Problem details
Where does the word "stacked" show up in the records? Copy every line that holds it.

START Given information

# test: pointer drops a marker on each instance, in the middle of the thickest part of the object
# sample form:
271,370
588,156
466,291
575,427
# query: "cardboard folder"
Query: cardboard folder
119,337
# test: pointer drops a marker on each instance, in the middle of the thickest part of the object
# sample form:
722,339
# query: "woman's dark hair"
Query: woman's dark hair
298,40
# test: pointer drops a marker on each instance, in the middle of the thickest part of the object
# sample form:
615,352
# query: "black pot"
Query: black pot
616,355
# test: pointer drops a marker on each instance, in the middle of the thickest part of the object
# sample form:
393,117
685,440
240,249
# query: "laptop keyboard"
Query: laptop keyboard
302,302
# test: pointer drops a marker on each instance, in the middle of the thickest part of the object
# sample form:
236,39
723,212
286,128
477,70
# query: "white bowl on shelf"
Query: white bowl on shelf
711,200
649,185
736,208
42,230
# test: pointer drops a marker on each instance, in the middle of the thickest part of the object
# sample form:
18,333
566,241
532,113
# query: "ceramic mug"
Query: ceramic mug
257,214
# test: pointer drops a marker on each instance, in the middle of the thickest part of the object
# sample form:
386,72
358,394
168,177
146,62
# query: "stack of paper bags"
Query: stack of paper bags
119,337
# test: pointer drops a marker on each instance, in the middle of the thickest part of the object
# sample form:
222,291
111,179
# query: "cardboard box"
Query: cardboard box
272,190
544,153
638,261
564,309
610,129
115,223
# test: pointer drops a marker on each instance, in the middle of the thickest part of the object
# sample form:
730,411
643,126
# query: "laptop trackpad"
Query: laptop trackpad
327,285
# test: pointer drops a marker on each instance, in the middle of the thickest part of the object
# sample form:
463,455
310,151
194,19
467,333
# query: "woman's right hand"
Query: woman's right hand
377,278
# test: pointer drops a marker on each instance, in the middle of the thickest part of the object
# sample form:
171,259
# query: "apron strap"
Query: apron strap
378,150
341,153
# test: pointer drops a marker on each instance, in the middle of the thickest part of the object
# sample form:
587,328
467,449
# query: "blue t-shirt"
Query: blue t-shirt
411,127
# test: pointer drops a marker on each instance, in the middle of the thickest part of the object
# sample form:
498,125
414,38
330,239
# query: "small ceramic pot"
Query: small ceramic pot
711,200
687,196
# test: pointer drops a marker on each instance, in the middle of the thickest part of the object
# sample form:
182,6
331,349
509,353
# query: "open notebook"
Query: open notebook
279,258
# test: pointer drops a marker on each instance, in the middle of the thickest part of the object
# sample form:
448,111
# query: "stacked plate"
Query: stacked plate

END Given information

Solution for this task
# query: "stacked plate"
Query: stacked plate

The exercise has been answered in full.